__Problem__: Pick out each line of the data below that contains the word "uniform" and copy those lines unchanged.

__Extracted information__:
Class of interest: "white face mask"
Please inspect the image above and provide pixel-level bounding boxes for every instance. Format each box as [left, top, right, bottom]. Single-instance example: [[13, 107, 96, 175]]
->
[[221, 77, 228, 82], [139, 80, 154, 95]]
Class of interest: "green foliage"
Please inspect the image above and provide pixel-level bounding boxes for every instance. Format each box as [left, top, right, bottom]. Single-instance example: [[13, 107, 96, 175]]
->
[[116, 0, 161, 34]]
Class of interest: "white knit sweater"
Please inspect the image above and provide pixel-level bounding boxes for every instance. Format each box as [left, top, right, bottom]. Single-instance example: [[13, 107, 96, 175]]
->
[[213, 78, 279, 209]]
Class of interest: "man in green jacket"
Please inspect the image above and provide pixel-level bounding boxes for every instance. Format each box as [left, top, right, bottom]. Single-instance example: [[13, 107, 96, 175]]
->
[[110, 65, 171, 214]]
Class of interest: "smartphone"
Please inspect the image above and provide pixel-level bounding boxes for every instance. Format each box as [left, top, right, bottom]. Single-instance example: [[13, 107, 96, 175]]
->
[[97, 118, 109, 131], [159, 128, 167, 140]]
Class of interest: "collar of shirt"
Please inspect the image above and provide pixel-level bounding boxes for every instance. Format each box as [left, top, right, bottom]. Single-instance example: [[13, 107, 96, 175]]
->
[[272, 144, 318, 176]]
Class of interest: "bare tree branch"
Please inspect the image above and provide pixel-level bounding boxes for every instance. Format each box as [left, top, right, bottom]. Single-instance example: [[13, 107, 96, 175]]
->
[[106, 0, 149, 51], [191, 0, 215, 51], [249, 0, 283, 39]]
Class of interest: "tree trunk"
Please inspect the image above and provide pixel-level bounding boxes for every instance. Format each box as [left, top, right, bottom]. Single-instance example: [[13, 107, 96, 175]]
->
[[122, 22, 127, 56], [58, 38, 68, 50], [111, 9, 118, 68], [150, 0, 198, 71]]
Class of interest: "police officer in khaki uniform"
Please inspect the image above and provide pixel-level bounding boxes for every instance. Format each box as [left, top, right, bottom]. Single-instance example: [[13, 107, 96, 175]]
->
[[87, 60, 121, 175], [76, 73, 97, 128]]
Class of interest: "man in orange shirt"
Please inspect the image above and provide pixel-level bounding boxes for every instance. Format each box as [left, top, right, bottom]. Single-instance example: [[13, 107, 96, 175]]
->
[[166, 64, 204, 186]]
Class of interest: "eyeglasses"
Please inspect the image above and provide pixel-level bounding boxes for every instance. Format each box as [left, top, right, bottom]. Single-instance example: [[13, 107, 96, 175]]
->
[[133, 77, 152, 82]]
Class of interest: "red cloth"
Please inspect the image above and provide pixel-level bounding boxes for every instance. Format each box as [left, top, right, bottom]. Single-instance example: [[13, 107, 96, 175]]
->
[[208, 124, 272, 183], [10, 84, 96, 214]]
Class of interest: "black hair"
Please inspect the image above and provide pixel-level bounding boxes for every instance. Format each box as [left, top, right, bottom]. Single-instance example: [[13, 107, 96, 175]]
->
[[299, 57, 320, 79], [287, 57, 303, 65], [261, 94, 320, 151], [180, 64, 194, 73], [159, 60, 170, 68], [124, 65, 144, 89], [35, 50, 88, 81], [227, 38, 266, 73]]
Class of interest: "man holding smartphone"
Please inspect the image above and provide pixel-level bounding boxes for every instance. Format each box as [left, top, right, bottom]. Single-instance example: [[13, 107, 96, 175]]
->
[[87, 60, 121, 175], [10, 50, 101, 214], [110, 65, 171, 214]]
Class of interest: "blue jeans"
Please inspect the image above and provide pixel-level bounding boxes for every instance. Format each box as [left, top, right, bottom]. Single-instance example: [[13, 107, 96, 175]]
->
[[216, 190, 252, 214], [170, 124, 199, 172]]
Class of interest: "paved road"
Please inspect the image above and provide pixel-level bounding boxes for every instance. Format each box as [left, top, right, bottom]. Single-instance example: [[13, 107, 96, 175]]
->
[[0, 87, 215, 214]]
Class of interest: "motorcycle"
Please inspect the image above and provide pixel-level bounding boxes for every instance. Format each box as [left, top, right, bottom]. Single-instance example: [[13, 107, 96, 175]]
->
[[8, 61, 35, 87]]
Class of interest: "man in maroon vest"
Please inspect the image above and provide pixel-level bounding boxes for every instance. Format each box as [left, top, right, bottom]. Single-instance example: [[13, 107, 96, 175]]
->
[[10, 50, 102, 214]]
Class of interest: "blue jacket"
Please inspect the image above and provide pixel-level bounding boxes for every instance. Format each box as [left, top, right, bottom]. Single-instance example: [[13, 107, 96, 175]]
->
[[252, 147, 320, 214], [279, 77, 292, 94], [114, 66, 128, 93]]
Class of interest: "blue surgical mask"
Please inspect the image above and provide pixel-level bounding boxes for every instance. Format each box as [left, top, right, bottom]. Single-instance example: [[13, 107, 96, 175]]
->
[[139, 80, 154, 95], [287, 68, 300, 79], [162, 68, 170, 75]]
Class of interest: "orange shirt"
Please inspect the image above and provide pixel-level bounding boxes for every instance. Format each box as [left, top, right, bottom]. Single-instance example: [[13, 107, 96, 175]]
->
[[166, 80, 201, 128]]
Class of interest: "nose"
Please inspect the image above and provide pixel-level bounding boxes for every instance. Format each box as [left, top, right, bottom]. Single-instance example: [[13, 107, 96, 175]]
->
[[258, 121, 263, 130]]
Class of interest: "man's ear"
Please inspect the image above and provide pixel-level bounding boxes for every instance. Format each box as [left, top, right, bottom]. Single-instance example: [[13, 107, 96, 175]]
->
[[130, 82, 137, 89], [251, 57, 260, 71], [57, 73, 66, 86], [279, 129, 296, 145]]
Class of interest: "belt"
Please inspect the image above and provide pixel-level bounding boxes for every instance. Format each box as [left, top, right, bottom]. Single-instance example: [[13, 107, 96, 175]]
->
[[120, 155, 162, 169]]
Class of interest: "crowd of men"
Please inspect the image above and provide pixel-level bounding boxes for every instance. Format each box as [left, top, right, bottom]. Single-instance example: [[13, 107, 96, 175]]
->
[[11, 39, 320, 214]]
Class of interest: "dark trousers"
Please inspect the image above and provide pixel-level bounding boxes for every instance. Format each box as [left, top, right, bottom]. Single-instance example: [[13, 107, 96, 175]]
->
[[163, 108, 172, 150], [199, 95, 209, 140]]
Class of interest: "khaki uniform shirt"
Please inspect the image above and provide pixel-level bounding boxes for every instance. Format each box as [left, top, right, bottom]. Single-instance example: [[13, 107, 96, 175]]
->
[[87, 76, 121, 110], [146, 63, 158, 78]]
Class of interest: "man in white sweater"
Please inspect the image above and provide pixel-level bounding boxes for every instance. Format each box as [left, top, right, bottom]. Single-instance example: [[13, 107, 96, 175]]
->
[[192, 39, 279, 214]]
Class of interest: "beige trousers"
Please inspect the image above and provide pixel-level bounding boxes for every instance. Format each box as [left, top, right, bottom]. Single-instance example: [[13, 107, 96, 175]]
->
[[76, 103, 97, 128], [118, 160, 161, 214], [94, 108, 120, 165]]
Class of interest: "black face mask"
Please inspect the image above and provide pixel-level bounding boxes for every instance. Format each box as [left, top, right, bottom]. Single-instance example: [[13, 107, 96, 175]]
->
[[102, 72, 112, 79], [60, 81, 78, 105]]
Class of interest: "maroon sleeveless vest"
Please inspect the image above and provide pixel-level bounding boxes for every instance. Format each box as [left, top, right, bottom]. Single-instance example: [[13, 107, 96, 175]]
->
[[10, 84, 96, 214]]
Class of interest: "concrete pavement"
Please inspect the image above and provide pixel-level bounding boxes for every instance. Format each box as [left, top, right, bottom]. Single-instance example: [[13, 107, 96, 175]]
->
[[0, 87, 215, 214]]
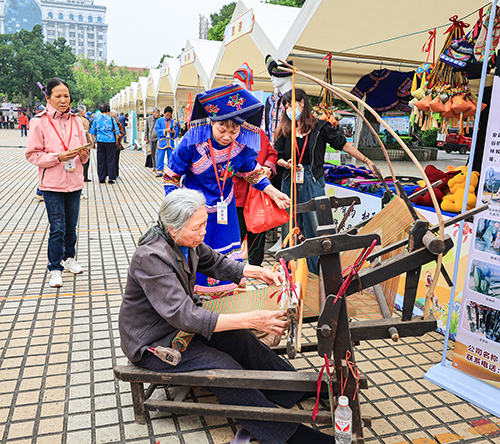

__Correct answer__:
Class of interest: "police officer in khaki uniform"
Class of interest: "khaki uniform shirt"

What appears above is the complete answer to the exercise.